◆ Task brief
In your transcription, keep every record exact and leave out the pictures.

Natural language region descriptions
_ _ _
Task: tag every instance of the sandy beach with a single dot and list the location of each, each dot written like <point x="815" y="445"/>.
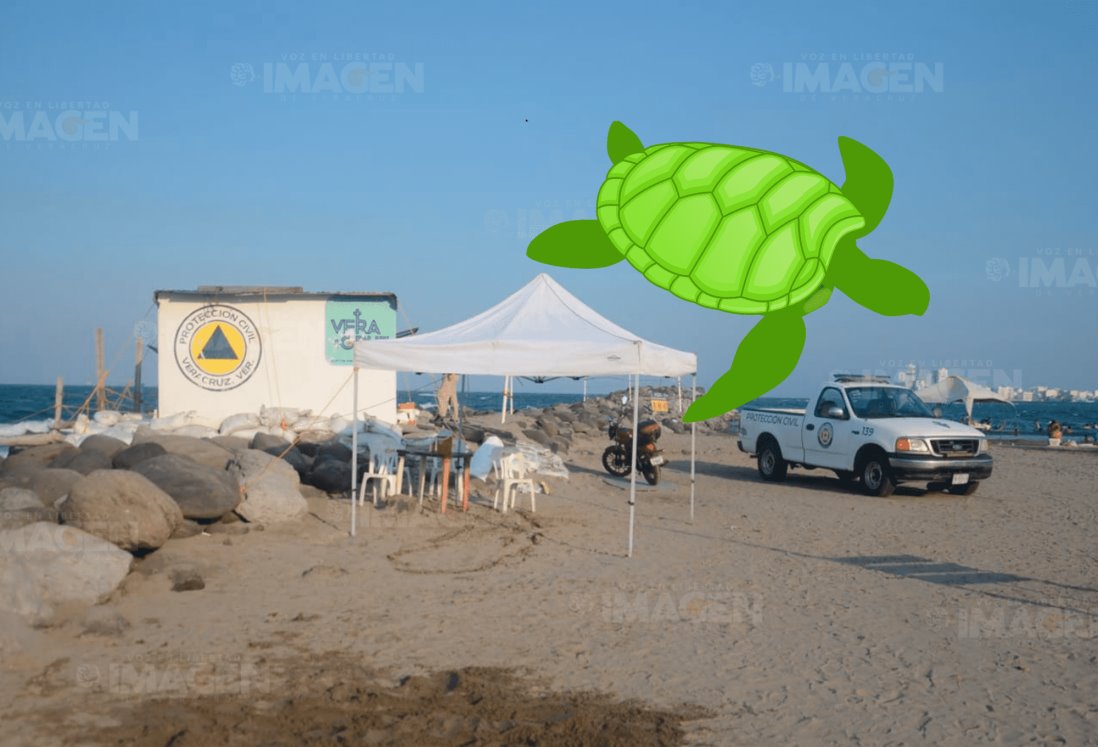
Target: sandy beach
<point x="798" y="613"/>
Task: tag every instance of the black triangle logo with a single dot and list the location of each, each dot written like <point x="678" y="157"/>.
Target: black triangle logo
<point x="217" y="347"/>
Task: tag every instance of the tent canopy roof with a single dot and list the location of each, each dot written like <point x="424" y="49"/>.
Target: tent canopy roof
<point x="960" y="389"/>
<point x="540" y="330"/>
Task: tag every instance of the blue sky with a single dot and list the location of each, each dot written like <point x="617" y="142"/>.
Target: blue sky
<point x="434" y="191"/>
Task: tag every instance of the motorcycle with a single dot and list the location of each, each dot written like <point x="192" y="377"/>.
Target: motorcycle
<point x="618" y="455"/>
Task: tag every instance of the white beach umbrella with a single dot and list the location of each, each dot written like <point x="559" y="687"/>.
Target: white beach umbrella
<point x="960" y="389"/>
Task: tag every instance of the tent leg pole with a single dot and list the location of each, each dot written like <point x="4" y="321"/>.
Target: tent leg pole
<point x="354" y="453"/>
<point x="693" y="447"/>
<point x="632" y="477"/>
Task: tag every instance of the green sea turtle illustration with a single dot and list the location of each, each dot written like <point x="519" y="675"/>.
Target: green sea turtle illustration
<point x="744" y="231"/>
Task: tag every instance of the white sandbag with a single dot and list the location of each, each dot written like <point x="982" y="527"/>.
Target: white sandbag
<point x="108" y="417"/>
<point x="238" y="422"/>
<point x="542" y="460"/>
<point x="288" y="434"/>
<point x="278" y="415"/>
<point x="248" y="434"/>
<point x="81" y="424"/>
<point x="171" y="422"/>
<point x="195" y="432"/>
<point x="480" y="466"/>
<point x="374" y="425"/>
<point x="25" y="427"/>
<point x="212" y="423"/>
<point x="312" y="423"/>
<point x="123" y="432"/>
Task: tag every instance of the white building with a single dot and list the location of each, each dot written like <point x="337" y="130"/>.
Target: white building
<point x="231" y="349"/>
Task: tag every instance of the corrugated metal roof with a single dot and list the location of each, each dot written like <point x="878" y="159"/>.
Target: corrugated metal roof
<point x="268" y="291"/>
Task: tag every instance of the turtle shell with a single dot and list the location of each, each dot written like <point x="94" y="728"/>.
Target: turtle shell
<point x="727" y="227"/>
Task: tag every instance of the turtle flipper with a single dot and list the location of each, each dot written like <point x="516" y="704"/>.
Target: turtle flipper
<point x="764" y="359"/>
<point x="877" y="285"/>
<point x="580" y="244"/>
<point x="869" y="181"/>
<point x="622" y="142"/>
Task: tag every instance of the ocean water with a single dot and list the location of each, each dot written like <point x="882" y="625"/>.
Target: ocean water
<point x="21" y="403"/>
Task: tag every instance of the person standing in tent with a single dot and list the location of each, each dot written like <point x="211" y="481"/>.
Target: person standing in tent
<point x="448" y="396"/>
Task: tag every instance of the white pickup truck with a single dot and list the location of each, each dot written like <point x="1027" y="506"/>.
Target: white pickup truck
<point x="866" y="428"/>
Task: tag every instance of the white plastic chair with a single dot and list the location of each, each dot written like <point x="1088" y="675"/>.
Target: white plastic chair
_ _ _
◆ Task response
Task: tag every instance of the sandy beach with a single dot and list the location of each, each dot written like <point x="815" y="445"/>.
Target: sandy beach
<point x="798" y="613"/>
Task: tag every instance of the black triangle logo with a single dot and list the location of each, each dot written like <point x="678" y="157"/>.
Target: black triangle logo
<point x="217" y="347"/>
Task: tag every instance of the tent canopy roof with a single dot and list the location of each, each dot written like <point x="424" y="49"/>.
Target: tent canopy roof
<point x="960" y="389"/>
<point x="540" y="330"/>
Task: tag every instance of the blue sky with a single dot and list the location of each, each dot written like <point x="617" y="142"/>.
Target: blue sky
<point x="434" y="191"/>
Task: tag every instance of the motorcycle with a single dot and list the location of each, each dot written like <point x="192" y="377"/>.
Target: motorcycle
<point x="618" y="455"/>
Task: tag every instance of the white beach umbrella with a single dot and list the location of each, each dot written like <point x="559" y="687"/>.
Target: white beach umbrella
<point x="960" y="389"/>
Task: tag every instance of the tent leg pole with a single dot and list the location of each, each dot written like <point x="4" y="321"/>.
Target: tent leg pole
<point x="354" y="453"/>
<point x="693" y="447"/>
<point x="632" y="477"/>
Task: tag every instance of the green sea turtle illustration with a single dot and list the location of each, each dot written like <point x="519" y="675"/>.
Target: green sea turtle illustration
<point x="744" y="231"/>
Task: tag every instance of the white sandbag with a single dot and list the location of each, each dot written like <point x="982" y="527"/>.
Target: white sandbag
<point x="108" y="417"/>
<point x="238" y="422"/>
<point x="542" y="460"/>
<point x="288" y="434"/>
<point x="278" y="415"/>
<point x="248" y="434"/>
<point x="81" y="424"/>
<point x="171" y="422"/>
<point x="195" y="432"/>
<point x="480" y="466"/>
<point x="374" y="425"/>
<point x="25" y="427"/>
<point x="212" y="423"/>
<point x="312" y="423"/>
<point x="123" y="432"/>
Task: tag every instance of the white building with a single dot and list the location of each, each dot written like <point x="337" y="130"/>.
Target: white building
<point x="231" y="349"/>
Task: tag every instance of the corrugated metal roof with a single dot and list the location of each, each dot written like <point x="878" y="159"/>.
Target: corrugated metal roof
<point x="268" y="291"/>
Task: tag every instance of the turtle shell with a single dot and list the location of each, each dot written like <point x="94" y="728"/>.
Target: turtle shell
<point x="727" y="227"/>
Task: tag every instance of the turtle flipper with a single dot and list the location of each, each dot written like <point x="516" y="704"/>.
Target: turtle flipper
<point x="764" y="359"/>
<point x="877" y="285"/>
<point x="580" y="244"/>
<point x="869" y="181"/>
<point x="622" y="142"/>
Task: tag every instance of the ocean water with a single dot and list the location of each, each dot written like <point x="882" y="625"/>.
Target: ocean water
<point x="21" y="403"/>
Task: tag every instance of the person standing in tent with a single dot and list the location of each, each dot written like <point x="211" y="481"/>.
Target: person standing in tent
<point x="448" y="396"/>
Task: tag every instance of the white pickup truck with a single dot and list the location of each, each dot written like <point x="1027" y="506"/>.
Target: white pickup truck
<point x="866" y="428"/>
Task: tag every instance of the white plastic chair with a single dot and list the location of each, each dot written like <point x="1088" y="675"/>.
Target: white plastic chair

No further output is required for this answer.